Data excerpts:
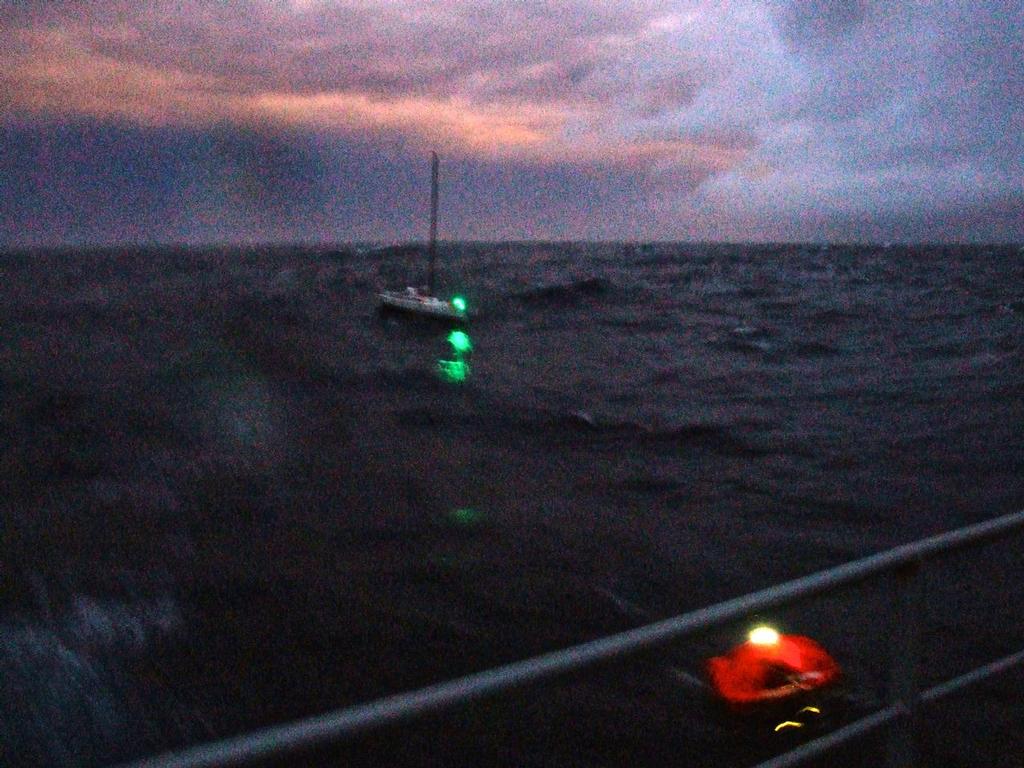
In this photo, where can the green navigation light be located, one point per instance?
(460, 342)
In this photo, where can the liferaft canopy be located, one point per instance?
(769, 668)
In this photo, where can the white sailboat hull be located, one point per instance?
(417, 303)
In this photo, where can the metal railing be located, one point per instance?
(900, 715)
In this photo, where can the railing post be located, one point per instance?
(904, 693)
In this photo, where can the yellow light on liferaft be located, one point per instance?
(763, 636)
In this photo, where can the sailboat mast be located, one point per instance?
(433, 222)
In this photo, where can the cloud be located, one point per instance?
(813, 115)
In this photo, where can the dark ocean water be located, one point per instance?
(232, 495)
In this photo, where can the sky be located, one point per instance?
(256, 121)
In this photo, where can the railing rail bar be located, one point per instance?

[Directions] Please set down each entry word for word, without its images.

[Output for this task]
In this photo, where can the green navigation light be located, one point per instance?
(460, 342)
In this photo, where can the liferaft canopy be located, one point per instance?
(769, 668)
In this photo, where can the white sailboat hull be located, one point per instance?
(417, 303)
In this photo, where can the metal railing be located, one point per instance?
(900, 715)
In this photo, where can the railing post be located, one point per instance?
(904, 693)
In this photo, where can the yellow light on liferaft be located, one point per instance?
(763, 636)
In this photo, where can the sailboat mast be located, one point per instance?
(433, 222)
In this photo, where can the cloud be located, one point per instance?
(813, 115)
In this photo, where can the dark ocean water be located, one point per instance?
(232, 495)
In this photo, where can the sky be located, one point per instance?
(256, 121)
In this photo, where can the railing rail bar be located, one point per instance?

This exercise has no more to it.